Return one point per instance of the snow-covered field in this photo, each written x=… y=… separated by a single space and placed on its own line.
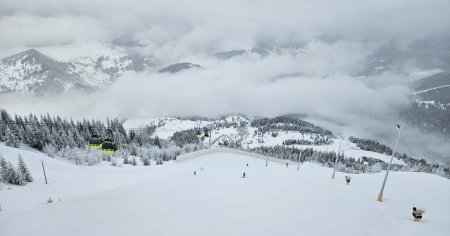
x=171 y=200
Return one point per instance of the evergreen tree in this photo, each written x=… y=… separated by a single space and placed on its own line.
x=22 y=169
x=11 y=175
x=11 y=138
x=3 y=169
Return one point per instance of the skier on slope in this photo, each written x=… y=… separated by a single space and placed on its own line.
x=417 y=213
x=347 y=179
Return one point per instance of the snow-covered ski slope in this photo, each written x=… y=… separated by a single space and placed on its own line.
x=171 y=200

== Exercise details ==
From the line containing "Return one point per instance of the evergreen" through the final line of the listing above, retype every line exactly; leave out everything else.

== Response below ==
Return one point per instance of the evergreen tree in this photo, each written x=… y=… separated by a single space and placed on its own line.
x=22 y=169
x=11 y=175
x=11 y=138
x=3 y=169
Return one point per instance of the skier on slope in this photo, each written x=… y=… separated by a single space and placed on its own line.
x=417 y=213
x=347 y=179
Return one point per instance of the snow-covered ski slope in this photo, each written x=… y=… separated by a single space and placed on its own line.
x=171 y=200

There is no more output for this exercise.